Problem details =
How many lines in the records below contain the word "hand"? Give only the number.

The data =
* Start *
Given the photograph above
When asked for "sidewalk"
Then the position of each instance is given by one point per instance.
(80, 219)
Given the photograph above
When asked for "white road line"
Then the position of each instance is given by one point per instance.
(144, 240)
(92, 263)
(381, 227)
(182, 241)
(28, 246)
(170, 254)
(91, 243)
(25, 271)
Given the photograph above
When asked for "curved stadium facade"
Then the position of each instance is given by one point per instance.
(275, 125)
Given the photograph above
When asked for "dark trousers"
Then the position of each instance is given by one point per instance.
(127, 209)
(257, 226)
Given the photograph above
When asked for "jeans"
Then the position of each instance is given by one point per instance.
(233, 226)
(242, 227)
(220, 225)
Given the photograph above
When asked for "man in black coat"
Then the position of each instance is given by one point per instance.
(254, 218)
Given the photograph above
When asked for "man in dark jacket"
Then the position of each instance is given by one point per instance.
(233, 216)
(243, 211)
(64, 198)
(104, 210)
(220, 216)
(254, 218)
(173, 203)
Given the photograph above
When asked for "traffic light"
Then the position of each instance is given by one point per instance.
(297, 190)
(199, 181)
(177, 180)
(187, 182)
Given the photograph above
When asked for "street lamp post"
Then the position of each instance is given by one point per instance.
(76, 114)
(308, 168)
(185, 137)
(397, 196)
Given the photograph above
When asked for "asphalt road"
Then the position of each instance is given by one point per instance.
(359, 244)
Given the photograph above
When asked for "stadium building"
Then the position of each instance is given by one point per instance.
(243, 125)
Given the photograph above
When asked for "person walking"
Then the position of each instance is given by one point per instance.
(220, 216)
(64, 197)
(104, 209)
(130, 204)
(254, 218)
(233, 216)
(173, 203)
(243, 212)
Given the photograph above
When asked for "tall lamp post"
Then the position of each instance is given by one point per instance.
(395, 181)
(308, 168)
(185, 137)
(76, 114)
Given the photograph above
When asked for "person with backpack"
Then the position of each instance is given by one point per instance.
* End *
* Start *
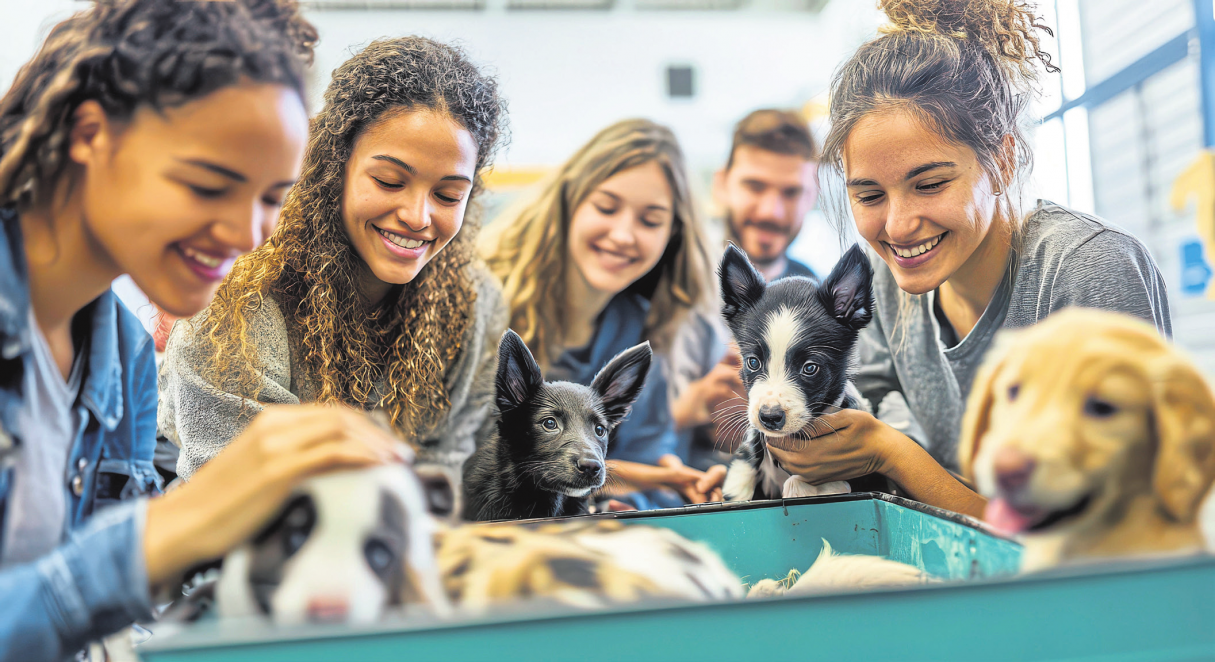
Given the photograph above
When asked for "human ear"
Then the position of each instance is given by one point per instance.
* End *
* Start *
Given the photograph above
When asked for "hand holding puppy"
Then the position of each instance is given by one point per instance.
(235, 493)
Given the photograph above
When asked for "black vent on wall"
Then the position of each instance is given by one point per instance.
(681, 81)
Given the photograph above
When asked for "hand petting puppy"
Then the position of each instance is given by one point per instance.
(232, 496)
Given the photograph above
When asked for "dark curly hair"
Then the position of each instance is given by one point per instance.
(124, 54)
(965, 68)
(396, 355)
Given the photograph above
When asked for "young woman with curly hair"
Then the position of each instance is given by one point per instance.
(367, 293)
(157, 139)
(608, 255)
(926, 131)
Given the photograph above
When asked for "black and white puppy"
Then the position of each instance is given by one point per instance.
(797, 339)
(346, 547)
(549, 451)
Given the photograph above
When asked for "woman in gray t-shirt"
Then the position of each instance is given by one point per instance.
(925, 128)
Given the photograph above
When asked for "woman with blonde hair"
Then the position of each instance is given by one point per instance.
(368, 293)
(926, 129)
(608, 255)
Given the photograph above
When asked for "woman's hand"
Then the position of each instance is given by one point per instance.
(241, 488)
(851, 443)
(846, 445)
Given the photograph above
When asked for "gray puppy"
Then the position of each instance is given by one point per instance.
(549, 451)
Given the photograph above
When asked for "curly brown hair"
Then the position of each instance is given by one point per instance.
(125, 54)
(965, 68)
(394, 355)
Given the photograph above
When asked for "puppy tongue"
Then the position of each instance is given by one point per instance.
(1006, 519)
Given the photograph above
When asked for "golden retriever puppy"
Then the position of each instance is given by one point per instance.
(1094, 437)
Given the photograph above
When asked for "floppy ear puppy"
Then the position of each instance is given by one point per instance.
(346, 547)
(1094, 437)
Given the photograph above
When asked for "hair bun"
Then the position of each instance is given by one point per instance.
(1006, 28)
* End *
Answer for the task =
3